# [Instrucción dada A]
Identifique y copie cada línea de las filas en la que aparezca la palabra "detect".

________

Y hoy donde más se exige esa mirada integral es en lo digital. No pensar lo digital como aprender a manejar las máquinas para tener éxito en el futuro, sino como algo que afecta los vínculos hoy. ¿Qué producen las redes en las infancias? ¿Qué formas de violencia, de impunidad, de descuido generan en la crianza, en las relaciones escolares, entre los propios niños? Como se pregunta Agustín Valle en su libro Jamás tan cerca: “Si el campo produjo campesinos y la ciudad ciudadanos, ¿qué produce esta ‘mediásfora’?”. La pregunta obliga a repensar el modo en que lo digital reconfigura los vínculos en la infancia y sugiere la necesidad de proteger a los niños de las formas de desamparo que pueden surgir en esos espacios digitales.

Niños como ciudadanos: derechos, tiempos y espacios

¿Qué tensiones ves entre el reconocimiento del niño como sujeto de derechos y las formas concretas en que se diseñan e implementan las políticas?

Pensar a los niños como sujetos de derechos implica observarlos con atención y respeto. Las políticas deberían considerar los espacios que habitan –sus plazas, sus patios, sus escuelas– y los tiempos que necesitan: tiempo para jugar, para encontrarse, para aburrirse, incluso. Pero muchas veces se piensa desde los adultos, sin mirar realmente qué necesitan los chicos.

________

# [Instrucción dada B]
¿Cómo se titula el libro de Agustín Valle que se cita en el fragmento?

# [Los datos]
________

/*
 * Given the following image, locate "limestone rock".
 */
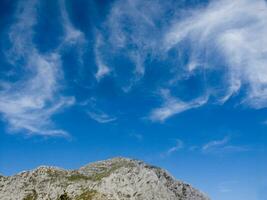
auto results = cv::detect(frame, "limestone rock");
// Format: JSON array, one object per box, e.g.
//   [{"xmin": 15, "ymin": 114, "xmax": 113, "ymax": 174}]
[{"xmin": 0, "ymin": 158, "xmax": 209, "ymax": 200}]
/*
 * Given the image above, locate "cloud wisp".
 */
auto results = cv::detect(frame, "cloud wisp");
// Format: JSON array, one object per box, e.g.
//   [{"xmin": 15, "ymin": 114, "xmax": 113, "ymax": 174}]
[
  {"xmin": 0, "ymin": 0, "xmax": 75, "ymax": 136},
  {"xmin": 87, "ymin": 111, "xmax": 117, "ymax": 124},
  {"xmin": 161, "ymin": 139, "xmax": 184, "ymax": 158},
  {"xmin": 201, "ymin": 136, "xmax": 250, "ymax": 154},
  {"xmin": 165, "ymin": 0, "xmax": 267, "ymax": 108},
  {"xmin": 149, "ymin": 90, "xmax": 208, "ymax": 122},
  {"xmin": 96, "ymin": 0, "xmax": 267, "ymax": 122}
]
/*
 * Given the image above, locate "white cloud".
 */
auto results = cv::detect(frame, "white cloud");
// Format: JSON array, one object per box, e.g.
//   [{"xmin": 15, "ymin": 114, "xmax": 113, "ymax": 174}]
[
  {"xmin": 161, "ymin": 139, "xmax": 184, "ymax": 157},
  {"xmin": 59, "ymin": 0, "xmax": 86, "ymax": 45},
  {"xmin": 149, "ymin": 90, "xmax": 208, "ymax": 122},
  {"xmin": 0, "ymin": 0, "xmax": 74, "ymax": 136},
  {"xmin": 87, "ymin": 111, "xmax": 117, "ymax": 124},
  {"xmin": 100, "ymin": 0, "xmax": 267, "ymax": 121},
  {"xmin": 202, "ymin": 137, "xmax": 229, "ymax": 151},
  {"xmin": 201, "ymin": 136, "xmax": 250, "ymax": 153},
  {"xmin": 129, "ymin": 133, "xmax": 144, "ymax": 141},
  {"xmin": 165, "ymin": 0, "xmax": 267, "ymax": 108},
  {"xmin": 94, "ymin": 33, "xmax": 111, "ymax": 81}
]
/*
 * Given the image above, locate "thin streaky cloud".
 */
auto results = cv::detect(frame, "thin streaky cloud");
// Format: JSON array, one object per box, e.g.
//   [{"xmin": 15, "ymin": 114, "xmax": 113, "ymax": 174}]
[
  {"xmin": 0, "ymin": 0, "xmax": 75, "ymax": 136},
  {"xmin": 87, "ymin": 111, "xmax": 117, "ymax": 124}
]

________

# [Respuesta escrita A]
auto results = cv::detect(frame, "limestone rock");
auto results = cv::detect(frame, "cloud wisp");
auto results = cv::detect(frame, "white cloud");
auto results = cv::detect(frame, "thin streaky cloud");

# [Respuesta escrita B]
Jamás tan cerca.